*Goal of the exercise*: In the book review below, how long had it been since S.E. Hinton's previous book when HAWKES HARBOR was released?

*Selected extract*:
== == ==
In an introduction to his latest Borderlands collection, Tom Monteleone laments the abundance of absinthe soaked cockroach submissions. There were two anthologies created that year, dealing with absinthe and bloodsucking cockroaches; and apparently everyone who wasn’t accepted for these anthologies took it in their minds to submit the rejected stories to Borderlands.

There’s a point here, and I’ll get to it directly. Until then, kindly meditate upon the sound of absinthe soaked cockroaches, scuttling and twittering greenly through your walls.

I was surprised to see HAWKES HARBOR at the bookstore. Surprised to see S.E. Hinton, beloved author of THE OUTSIDERS, RUMBLEFISH, TEX, (and if you don’t know any of these books, go back and finish high school), was releasing her first book in fifteen years. My immediate reaction was to wonder how much movie royalties and residuals could be spent in fifteen years. So call me a cynic. I decided to wait for the paperback, before giving it a look-see. Then I received a review copy. I called it an omen, and started to read.

Have you ever made cupboard soup? You take the cans of whatever you have in the cupboard, dump it into a big old pot, add water and simmer. If you’ve got greens throw them in. If you’ve got veggies, throw them in. Pasta, potatoes, why not?

HAWKES HARBOR is cupboard soup. A whole lot of discordant elements, tossed into a plotline.

A young orphan boy, named Jamie Sommers, (and why do I keep hearing Lee Majors gravellishly baritoning a love song on The Six Million Dollar Man?), who falls in with a rogue named Kell, for a bit of South Sea gunrunning. Shake in some pirates and a shark attack, a fortune in gems and you’ve got the makings of an old-fashioned bildungsroman, (a big fancy term for coming-of-age novel). Rousing and fun, it kind of reminded me of Robert E. Howard’s Sailor Steve Costigan stories.

Jamie returns to the States, older and tougher and a little bit smarter. And that’s where S.E. Hinton introduces the vampire, swooping into the plotline with all of the suddeness of a brick laden coffin falling from a clear blue sky.

Now mind you, HAWKES HARBOR is not a horror novel. S.E. Hinton shouldn’t ought to be trying to write vampire fiction. She doesn’t seem to know that much about the mythology, and doesn’t bring that much new to the genre.

So why’d she do it?
== == ==
*Data section*:
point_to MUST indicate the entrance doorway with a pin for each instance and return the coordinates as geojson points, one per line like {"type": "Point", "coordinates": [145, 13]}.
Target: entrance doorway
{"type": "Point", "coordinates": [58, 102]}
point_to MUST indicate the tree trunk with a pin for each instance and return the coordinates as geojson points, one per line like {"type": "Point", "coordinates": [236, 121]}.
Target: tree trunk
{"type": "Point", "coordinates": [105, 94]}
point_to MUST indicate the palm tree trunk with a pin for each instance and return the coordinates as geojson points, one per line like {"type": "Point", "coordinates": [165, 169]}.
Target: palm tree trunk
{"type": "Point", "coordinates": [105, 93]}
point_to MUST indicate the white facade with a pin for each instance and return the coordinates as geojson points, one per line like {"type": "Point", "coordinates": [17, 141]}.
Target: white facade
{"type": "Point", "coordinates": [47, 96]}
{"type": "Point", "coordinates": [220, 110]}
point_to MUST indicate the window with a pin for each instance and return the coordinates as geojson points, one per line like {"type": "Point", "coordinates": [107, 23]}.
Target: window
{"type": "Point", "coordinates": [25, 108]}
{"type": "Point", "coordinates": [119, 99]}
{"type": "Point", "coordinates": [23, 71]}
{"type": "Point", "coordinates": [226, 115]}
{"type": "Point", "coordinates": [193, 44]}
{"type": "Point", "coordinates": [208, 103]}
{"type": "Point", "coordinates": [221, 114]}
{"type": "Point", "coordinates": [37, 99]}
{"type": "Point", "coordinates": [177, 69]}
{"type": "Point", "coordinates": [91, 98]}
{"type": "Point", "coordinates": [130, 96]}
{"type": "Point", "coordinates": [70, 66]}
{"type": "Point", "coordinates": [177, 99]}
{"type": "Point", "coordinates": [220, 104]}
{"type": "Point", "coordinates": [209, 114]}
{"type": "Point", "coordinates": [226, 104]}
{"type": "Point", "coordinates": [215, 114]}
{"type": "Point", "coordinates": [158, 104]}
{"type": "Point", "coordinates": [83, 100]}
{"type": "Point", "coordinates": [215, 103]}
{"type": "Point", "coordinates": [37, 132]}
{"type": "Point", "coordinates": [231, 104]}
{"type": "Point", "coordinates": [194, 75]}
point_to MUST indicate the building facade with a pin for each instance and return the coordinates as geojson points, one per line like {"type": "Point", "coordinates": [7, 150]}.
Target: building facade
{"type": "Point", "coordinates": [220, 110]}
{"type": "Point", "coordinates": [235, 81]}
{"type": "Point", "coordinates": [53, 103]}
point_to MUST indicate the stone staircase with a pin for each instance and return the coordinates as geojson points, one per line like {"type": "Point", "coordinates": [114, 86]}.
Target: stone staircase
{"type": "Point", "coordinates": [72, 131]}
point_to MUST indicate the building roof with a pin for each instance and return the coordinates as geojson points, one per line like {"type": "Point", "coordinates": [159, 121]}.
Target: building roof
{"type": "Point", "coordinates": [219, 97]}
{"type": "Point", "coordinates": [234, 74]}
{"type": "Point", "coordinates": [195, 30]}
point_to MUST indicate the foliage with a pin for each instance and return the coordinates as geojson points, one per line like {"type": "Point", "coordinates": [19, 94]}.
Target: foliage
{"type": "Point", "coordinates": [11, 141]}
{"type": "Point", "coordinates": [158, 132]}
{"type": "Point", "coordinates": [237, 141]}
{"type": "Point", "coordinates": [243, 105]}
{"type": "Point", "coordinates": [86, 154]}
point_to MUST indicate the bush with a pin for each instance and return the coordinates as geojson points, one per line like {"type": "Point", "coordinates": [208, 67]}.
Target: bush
== == ==
*Result below*: Fifteen years.